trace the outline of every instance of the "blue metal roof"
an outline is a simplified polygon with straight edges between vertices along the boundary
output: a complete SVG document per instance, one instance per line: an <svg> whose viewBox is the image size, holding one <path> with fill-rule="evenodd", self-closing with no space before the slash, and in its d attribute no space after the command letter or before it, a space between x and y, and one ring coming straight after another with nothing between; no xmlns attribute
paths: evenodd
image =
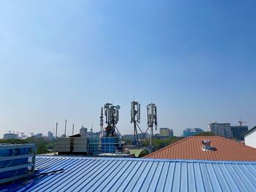
<svg viewBox="0 0 256 192"><path fill-rule="evenodd" d="M256 191L256 162L38 156L37 173L1 191Z"/></svg>

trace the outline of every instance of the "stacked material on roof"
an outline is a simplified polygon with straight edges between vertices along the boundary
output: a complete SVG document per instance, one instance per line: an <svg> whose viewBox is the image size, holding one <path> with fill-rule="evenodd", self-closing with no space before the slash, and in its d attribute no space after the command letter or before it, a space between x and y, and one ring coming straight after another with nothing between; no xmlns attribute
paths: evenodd
<svg viewBox="0 0 256 192"><path fill-rule="evenodd" d="M59 154L69 154L75 153L87 153L87 137L59 138L56 150Z"/></svg>
<svg viewBox="0 0 256 192"><path fill-rule="evenodd" d="M210 142L212 150L203 150L202 142L206 140ZM176 142L145 158L256 161L256 149L220 136L196 136Z"/></svg>
<svg viewBox="0 0 256 192"><path fill-rule="evenodd" d="M5 191L256 191L256 162L37 157L38 174Z"/></svg>

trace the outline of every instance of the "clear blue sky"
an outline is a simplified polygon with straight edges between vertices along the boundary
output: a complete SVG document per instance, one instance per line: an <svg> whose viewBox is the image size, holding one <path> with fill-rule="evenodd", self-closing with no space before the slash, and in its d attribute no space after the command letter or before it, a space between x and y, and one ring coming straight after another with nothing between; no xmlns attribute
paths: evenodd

___

TASK: All of the entries above should be copied exactly, except for the pictures.

THE SOLUTION:
trace the outline of every instance of the "blue metal roof"
an outline is a simplified polygon with straight edges between vertices along the boundary
output: a complete SVG document per instance, one instance per line: an <svg> whose viewBox is the image size, holding one <path> with fill-rule="evenodd", self-closing with no space before the slash, and in its d attribute no space after the command letter or before it, a space between x and y, and one ring coming straight after another with nothing between; no xmlns attribute
paths: evenodd
image =
<svg viewBox="0 0 256 192"><path fill-rule="evenodd" d="M256 191L256 162L38 156L37 173L1 191Z"/></svg>

trace the outline of every instance of the "stacked material on roof"
an outline is a simplified polygon with straight edges between vertices along the boundary
output: a complete SVG document per instance, one instance per line: an <svg> whose viewBox is the image size, holding one <path> with fill-rule="evenodd", self-closing with no space before the slash, and in its d attribute no space after the command letter or before it, a space between x and y, and one ring coming straight after another with nothing between; no xmlns attribute
paths: evenodd
<svg viewBox="0 0 256 192"><path fill-rule="evenodd" d="M59 154L69 154L75 153L87 153L87 137L59 138L56 150Z"/></svg>
<svg viewBox="0 0 256 192"><path fill-rule="evenodd" d="M210 142L212 150L203 150L202 142L206 140ZM176 142L145 158L256 161L256 149L220 136L196 136Z"/></svg>
<svg viewBox="0 0 256 192"><path fill-rule="evenodd" d="M5 191L256 191L256 162L37 157L38 174Z"/></svg>

trace the outline of every instance of the "clear blue sky"
an outline is a simplified polygon with straight edges between vertices along the boundary
output: a complete SVG document per instance, one instance per line: an <svg> whose viewBox is the image size, holding one <path> with fill-rule="evenodd", self-closing with no space before the slash, and in its d attribute no space after the command letter or before it, a space between x and y, and one ring coming straight after another with nothing between; no xmlns attribute
paths: evenodd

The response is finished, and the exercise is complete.